**EXERCISE INSTRUCTIONS:**
Consider the data that follows and state how many lines contain the string "below", using the number alone.

Top of MATERIAL FOR THIS EXERCISE

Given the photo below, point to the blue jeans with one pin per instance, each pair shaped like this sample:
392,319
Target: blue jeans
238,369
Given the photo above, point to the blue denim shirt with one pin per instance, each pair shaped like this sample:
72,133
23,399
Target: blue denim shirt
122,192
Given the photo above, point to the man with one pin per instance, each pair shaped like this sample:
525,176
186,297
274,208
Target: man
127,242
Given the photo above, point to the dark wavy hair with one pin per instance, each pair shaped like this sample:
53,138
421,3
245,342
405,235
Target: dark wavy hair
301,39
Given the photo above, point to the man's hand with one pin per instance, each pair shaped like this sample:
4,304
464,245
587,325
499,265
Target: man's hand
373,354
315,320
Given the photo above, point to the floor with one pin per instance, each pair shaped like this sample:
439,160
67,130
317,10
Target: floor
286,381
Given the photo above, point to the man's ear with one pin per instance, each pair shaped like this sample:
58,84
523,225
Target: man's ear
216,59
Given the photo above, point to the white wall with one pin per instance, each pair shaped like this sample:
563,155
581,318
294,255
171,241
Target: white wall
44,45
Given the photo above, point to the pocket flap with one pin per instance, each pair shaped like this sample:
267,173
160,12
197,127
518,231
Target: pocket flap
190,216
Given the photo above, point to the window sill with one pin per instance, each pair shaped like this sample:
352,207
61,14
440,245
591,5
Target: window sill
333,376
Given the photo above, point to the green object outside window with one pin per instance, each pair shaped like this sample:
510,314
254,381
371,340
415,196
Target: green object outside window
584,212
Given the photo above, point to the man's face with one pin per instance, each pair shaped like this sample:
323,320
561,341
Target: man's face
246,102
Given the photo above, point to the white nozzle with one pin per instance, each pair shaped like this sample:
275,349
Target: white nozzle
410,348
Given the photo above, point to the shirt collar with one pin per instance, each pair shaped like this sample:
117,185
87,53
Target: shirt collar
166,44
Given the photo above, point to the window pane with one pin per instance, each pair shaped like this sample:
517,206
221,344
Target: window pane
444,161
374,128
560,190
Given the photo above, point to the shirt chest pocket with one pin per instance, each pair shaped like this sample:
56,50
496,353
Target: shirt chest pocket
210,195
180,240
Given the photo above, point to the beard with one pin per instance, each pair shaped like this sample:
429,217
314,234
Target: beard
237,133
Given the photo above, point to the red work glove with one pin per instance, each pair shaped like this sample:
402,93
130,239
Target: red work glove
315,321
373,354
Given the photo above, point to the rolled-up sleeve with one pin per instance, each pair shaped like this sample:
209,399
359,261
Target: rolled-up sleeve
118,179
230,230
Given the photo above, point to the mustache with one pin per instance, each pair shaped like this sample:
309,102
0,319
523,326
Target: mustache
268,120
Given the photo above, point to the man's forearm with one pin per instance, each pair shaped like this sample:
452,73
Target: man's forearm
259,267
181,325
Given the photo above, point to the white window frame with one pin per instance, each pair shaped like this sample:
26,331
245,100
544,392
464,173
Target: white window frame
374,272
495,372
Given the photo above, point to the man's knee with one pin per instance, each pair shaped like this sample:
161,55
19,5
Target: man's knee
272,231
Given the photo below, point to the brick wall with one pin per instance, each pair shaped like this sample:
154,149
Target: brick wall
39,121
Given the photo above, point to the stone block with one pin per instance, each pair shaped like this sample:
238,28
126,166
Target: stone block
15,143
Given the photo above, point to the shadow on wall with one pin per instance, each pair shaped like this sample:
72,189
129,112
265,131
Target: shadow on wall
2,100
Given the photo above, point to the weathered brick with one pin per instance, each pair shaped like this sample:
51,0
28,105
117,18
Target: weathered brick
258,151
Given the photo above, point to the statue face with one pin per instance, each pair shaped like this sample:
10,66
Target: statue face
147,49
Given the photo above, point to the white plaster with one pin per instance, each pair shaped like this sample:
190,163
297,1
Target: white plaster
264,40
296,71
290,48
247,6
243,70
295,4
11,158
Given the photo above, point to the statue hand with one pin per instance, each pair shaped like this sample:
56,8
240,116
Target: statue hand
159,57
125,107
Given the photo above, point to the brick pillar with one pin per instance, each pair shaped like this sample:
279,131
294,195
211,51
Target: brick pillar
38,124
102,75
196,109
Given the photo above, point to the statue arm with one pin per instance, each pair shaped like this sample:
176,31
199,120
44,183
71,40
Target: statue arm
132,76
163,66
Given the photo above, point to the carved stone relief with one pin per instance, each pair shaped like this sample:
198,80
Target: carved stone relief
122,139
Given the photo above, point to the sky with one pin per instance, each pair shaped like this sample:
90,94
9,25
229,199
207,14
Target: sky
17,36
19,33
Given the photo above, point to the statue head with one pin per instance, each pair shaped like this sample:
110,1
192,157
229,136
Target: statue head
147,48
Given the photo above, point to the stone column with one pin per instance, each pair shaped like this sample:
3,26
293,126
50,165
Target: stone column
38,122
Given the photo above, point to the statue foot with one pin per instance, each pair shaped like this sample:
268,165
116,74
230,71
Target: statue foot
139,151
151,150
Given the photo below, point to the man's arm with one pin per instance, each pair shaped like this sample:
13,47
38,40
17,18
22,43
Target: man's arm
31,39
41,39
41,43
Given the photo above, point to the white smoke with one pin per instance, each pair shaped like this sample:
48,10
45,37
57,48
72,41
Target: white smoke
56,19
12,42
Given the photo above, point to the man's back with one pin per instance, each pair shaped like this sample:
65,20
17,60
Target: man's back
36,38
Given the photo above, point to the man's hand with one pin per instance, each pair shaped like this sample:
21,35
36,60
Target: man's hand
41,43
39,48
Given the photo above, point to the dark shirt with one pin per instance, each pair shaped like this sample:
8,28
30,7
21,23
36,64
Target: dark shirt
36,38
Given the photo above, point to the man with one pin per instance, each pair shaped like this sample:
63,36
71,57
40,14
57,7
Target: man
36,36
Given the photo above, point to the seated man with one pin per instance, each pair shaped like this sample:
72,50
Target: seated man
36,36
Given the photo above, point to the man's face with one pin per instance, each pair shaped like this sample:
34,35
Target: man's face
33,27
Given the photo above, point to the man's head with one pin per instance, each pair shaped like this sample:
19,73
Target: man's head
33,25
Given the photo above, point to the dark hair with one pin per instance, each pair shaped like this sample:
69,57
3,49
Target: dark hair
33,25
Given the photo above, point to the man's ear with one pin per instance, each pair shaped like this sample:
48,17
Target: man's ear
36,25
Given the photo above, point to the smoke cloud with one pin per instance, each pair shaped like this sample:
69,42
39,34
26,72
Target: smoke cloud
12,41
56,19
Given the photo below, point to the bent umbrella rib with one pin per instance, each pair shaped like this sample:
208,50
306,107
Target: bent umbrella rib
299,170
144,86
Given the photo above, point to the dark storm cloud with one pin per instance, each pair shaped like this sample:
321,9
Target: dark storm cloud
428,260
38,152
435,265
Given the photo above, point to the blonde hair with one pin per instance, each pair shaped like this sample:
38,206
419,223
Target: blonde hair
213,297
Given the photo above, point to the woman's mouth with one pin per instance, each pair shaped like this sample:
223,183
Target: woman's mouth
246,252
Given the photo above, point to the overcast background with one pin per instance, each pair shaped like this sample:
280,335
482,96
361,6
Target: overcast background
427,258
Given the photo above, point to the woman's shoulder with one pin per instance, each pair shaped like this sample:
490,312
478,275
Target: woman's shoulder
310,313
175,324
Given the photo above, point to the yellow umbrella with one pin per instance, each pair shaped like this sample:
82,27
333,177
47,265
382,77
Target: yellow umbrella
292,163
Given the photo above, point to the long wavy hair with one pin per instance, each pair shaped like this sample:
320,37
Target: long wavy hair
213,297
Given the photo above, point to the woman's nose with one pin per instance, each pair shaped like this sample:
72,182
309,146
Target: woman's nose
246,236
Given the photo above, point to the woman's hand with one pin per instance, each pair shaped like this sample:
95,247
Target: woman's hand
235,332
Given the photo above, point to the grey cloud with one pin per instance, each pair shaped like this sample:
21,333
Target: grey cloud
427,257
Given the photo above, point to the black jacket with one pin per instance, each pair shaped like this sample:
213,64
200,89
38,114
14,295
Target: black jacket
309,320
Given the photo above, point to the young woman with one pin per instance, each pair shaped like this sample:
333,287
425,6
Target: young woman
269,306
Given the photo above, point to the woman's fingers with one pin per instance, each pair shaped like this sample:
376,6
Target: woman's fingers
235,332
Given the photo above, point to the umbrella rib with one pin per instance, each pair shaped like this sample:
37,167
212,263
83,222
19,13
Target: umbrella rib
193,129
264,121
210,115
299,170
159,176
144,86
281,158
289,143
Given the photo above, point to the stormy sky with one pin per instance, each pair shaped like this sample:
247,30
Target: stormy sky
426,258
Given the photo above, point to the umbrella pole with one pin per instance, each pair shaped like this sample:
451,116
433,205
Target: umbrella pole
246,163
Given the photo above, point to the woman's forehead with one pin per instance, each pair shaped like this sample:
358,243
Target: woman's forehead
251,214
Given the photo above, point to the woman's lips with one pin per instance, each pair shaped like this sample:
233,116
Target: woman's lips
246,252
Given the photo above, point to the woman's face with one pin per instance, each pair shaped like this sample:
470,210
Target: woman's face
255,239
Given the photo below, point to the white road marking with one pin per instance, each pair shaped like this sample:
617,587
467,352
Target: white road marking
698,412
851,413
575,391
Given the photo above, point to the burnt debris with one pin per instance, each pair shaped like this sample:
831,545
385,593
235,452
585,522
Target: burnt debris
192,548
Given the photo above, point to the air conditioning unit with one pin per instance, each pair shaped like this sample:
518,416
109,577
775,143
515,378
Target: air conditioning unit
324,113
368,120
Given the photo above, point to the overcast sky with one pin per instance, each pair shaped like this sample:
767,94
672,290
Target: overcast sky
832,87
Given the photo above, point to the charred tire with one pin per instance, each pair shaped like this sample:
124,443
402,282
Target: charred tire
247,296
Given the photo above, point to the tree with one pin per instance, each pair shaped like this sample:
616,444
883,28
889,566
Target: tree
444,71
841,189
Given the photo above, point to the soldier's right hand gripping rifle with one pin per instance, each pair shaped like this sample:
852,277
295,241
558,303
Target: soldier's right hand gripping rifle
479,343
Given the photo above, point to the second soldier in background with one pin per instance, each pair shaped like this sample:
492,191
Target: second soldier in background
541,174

Bottom of MATERIAL FOR THIS EXERCISE

**THE ANSWER:**
5